++++ GIVEN RECORDS
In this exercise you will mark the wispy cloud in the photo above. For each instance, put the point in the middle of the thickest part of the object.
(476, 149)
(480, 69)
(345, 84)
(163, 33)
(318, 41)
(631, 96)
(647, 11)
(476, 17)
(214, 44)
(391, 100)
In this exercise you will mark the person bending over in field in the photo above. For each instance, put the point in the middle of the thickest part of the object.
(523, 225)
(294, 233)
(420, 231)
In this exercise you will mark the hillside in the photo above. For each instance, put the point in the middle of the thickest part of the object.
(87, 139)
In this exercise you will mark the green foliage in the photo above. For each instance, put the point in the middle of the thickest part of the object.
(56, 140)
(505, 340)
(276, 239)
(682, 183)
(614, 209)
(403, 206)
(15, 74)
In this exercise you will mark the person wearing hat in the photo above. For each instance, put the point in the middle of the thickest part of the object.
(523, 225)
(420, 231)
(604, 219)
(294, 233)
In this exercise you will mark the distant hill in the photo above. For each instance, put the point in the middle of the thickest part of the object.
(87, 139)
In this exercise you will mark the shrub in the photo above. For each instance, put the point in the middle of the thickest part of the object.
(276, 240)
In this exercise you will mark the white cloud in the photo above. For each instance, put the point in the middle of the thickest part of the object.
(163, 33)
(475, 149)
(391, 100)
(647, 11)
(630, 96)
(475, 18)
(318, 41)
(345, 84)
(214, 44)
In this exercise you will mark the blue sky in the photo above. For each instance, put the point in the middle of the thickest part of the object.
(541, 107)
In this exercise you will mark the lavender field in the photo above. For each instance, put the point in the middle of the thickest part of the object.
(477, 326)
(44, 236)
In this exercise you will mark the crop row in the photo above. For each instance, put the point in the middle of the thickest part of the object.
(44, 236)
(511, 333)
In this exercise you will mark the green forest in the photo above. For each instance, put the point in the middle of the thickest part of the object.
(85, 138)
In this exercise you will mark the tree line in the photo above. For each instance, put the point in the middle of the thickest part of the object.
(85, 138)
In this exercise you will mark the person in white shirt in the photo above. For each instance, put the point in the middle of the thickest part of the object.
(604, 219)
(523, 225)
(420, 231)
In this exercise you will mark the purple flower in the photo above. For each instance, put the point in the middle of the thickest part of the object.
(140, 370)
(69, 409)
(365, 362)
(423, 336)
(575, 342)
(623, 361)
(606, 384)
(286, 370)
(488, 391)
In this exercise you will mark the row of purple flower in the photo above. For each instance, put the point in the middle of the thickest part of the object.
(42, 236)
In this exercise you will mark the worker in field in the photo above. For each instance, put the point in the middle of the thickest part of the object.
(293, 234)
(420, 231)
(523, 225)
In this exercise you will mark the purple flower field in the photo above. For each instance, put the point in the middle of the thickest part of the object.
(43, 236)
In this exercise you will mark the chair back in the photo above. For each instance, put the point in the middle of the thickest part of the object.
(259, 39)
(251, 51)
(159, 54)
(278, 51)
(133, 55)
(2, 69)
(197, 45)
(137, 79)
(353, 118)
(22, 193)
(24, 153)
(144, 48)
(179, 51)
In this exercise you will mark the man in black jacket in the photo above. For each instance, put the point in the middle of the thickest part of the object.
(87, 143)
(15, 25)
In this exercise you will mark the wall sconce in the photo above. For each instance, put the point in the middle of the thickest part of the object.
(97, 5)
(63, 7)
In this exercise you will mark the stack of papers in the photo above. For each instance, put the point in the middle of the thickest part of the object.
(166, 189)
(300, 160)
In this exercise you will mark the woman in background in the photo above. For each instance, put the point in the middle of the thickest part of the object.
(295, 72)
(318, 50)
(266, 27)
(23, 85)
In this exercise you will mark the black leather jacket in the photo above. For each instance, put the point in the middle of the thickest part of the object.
++++++++
■ ASSIGNMENT
Copy the material above back out, exactly as written.

■ SOLUTION TO THIS PROBLEM
In this exercise you will mark the wispy cloud in the photo above. For each instance, put the point in the middle of the thickest part of the object.
(476, 149)
(480, 69)
(345, 84)
(163, 33)
(318, 41)
(631, 96)
(647, 11)
(476, 17)
(214, 44)
(391, 100)
In this exercise you will mark the person bending over in field in the photo above. For each instance, put the point in the middle of the thickest part of the object.
(523, 225)
(294, 233)
(420, 231)
In this exercise you will mark the hillside in the photo above. For each instance, put the point in the middle of the thickest part of the object.
(87, 139)
In this exercise you will mark the green foliage in the photo above. For each instance, put the point in the middle of the thickest part of the object.
(56, 140)
(505, 340)
(276, 239)
(682, 183)
(614, 209)
(403, 206)
(15, 74)
In this exercise you will mark the person wearing hat in the photo above. For each instance, put the point in the middle of the thickest part of the object.
(523, 225)
(420, 231)
(604, 219)
(294, 233)
In this exercise you will mark the distant hill in the photo above. For each instance, put the point in the middle of the thickest part of the object.
(87, 139)
In this exercise you will mark the shrub in the photo above. For each instance, put the point in the middle of the thickest part of the object.
(276, 240)
In this exercise you will mark the white cloud in the photo above. For each instance, put the point in the middle of the thickest part of the object.
(163, 33)
(475, 149)
(391, 100)
(647, 11)
(630, 96)
(475, 18)
(318, 41)
(345, 84)
(214, 44)
In this exercise you will mark the blue sky in the photo above. For each instance, put the point in the middle of the thickest part of the object.
(541, 107)
In this exercise you will mark the lavender field in the photo above. For each instance, put the point in the middle of the thickest part of the object.
(477, 326)
(44, 236)
In this exercise you will mark the crop row in the photo above. For each instance, put the point in the middle of the thickest part of the object.
(44, 236)
(511, 333)
In this exercise you will mark the green forest in the photo above. For each instance, put the point in the middle of the thickest part of the object.
(85, 138)
In this exercise you will mark the tree line in the photo above. For each instance, put the point in the middle of the thickest part of the object.
(85, 138)
In this exercise you will mark the person in white shirt in the photo above. For each instance, put the point in the middle of the thickest part of the object.
(604, 219)
(523, 225)
(420, 231)
In this exercise you will mark the purple flower in the photo above. For each instance, put the point in the middle of the thickest part of the object.
(140, 370)
(69, 409)
(365, 362)
(423, 336)
(575, 342)
(623, 361)
(606, 384)
(286, 370)
(488, 391)
In this exercise you will mark the row of purple flower in the photo above. For each instance, put the point in the middle of the thickest part of the object.
(42, 236)
In this exercise you will mark the worker in field in the photo above. For each instance, put the point in the middle of the thickest part of the object.
(293, 234)
(420, 231)
(523, 225)
In this exercise you will mark the purple flower field in the photo above. For each instance, put the point in the middle of the thickest part of the object.
(43, 236)
In this exercise you will mark the chair back in the photo above. For each instance, put the point in the middle of the thickest part of the object.
(259, 39)
(251, 51)
(159, 54)
(278, 51)
(133, 55)
(2, 69)
(197, 45)
(137, 79)
(353, 118)
(22, 193)
(24, 153)
(144, 48)
(179, 51)
In this exercise you will mark the man in black jacket in the photo above. For each instance, put the point in the middle of the thickest part of the object.
(87, 143)
(15, 25)
In this exercise you will mark the wall sconce in the photo above. For each instance, put the point in the middle of the thickest part of the object.
(97, 5)
(63, 7)
In this exercise you will mark the stack of papers in the photo above. For each instance, put the point in the middle of the thickest part of the object.
(166, 189)
(300, 160)
In this exercise you will mark the woman in background in the photo above. For each instance, put the point in the middle of the thickest part of the object.
(295, 72)
(318, 50)
(266, 27)
(23, 85)
In this exercise you will mark the black leather jacket in the photo above. For each instance, put the point in the middle of the thickest part of the object.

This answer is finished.